Certain problems have been experienced in using cutting devices of the type
disclosed in Lamb, Fisher and Hodges with pickles and cucumbers unless the
stem of the pickle or cucumber has been completely removed. The stems of
pickles and cucumbers are very fibrous and the fibers tend to collect upon
the straight-edged, continuous knives of the type disclosed in the
above-mentioned patents. As the fibers collect, the ability of the knife
to function diminishes and eventually the cutting device will jam or the
cutting device will have to be removed and the blades cleaned. Frequent
removal and cleaning is very detrimental to an efficient, economical
slicing process.
The knife blades of the cutting devices illustrated and described in Lamb,
Fisher, Hodges & Brown are continuous, straight blades supported at each
end. The blades of Lamb, Fisher, Hodges & Brown are oriented perpendicular
to the trajectory of vegetables passing through such cutting device.
Generally, such blades are disposed in a tiered, criss-crossing manner so
that multiple cross cuts of a vegetable are made.
The blades of Hodges' are "spear" shaped with the point of the "spear"
directed towards the hydraulic stream flow so that a perfectly aligned
vegetable contacts the "spear" point first. Besides being fixed to a
support member at each end, the "spear-type" blades of Hodges' intersect
one another so these blades would not function in a self-cleaning manner.
The impact of hydraulic-propelled vegetables on the cutting device blades
is considerable. Thus, the blades are very sturdy and have been secured at
each end to prevent flexing, etc. A discussion of this aspect of cutting
devices for hydraulically-conveyed vegetables is set forth in Fisher.
SUMMARY OF INVENTION
A fiber-free knife particularly useful for cutting pickles and cucumbers
into sliced in a hydraulic cutting system has been invented. The
fiber-free knife comprises a base support having a central opening, which
is preferably a hollow ring member, having a plurality, usually an even
number, of stub-shaped knife blades attached at their proximal end and
projecting at an angle away from support base into a zone down stream from
the central open area of the base support. Thus, the stub-like knife
blades form a "tepee"-like structure with reference to the base member
except that the free ends of the knife blades do not touch or obstruct one
another.

### REQUEST A
Can you reproduce the listing below verbatim, from its first line through the line containing "xmin=0 ymin=146 xmax=450 ymax=263", with both ends included?

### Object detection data
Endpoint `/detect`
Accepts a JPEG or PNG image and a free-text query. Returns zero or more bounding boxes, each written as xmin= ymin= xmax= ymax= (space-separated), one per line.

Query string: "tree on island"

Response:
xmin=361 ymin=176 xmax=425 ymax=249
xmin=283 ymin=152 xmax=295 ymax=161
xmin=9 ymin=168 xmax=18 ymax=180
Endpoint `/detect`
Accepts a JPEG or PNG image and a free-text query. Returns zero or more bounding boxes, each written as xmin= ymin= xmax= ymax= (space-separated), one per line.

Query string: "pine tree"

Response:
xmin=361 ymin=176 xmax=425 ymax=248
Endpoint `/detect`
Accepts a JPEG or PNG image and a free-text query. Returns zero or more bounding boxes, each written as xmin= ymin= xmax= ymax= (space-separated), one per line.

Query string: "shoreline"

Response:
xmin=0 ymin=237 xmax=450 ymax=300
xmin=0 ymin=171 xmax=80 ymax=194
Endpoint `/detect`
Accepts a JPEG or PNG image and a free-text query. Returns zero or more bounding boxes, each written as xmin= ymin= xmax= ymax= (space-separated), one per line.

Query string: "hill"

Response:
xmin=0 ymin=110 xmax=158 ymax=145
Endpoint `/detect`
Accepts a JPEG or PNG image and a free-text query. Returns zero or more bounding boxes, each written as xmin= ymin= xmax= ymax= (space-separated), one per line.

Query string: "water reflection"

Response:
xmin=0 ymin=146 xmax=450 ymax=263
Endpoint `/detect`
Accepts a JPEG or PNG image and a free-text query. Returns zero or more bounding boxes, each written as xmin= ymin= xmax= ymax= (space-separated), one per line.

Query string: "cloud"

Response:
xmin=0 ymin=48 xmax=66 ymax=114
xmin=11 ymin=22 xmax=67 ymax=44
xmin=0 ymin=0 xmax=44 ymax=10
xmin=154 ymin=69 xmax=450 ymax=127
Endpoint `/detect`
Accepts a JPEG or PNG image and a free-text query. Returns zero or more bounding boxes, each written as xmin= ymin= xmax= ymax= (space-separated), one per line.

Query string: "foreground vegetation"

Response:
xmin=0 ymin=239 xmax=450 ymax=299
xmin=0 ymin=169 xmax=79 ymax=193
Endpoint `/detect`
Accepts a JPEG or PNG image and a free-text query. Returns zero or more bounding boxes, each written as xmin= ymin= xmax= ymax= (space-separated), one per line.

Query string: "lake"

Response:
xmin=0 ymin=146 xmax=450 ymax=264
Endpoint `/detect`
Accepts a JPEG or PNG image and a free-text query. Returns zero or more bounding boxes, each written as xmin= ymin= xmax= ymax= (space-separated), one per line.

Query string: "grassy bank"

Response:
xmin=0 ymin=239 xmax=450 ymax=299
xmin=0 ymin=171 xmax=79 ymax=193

### REQUEST B
Which surnames does the fiber-free knife passage use to refer to earlier cutting devices?

### WRITTEN REPLY A
Endpoint `/detect`
Accepts a JPEG or PNG image and a free-text query. Returns zero or more bounding boxes, each written as xmin= ymin= xmax= ymax= (space-separated), one per line.

Query string: "tree on island"

Response:
xmin=361 ymin=176 xmax=425 ymax=249
xmin=283 ymin=152 xmax=295 ymax=161
xmin=9 ymin=168 xmax=18 ymax=180
Endpoint `/detect`
Accepts a JPEG or PNG image and a free-text query. Returns zero or more bounding boxes, each written as xmin= ymin= xmax= ymax= (space-separated), one per line.

Query string: "pine tree"

Response:
xmin=361 ymin=176 xmax=425 ymax=248
Endpoint `/detect`
Accepts a JPEG or PNG image and a free-text query. Returns zero or more bounding boxes, each written as xmin= ymin= xmax= ymax= (space-separated), one per line.

Query string: "shoreline"

Response:
xmin=0 ymin=237 xmax=450 ymax=300
xmin=0 ymin=171 xmax=80 ymax=194
Endpoint `/detect`
Accepts a JPEG or PNG image and a free-text query. Returns zero or more bounding boxes, each written as xmin= ymin= xmax= ymax= (space-separated), one per line.

Query string: "hill"

Response:
xmin=0 ymin=110 xmax=158 ymax=145
Endpoint `/detect`
Accepts a JPEG or PNG image and a free-text query. Returns zero or more bounding boxes, each written as xmin= ymin= xmax= ymax= (space-separated), one per line.

Query string: "water reflection"

Response:
xmin=0 ymin=146 xmax=450 ymax=263

### WRITTEN REPLY B
Lamb, Fisher, Hodges, Brown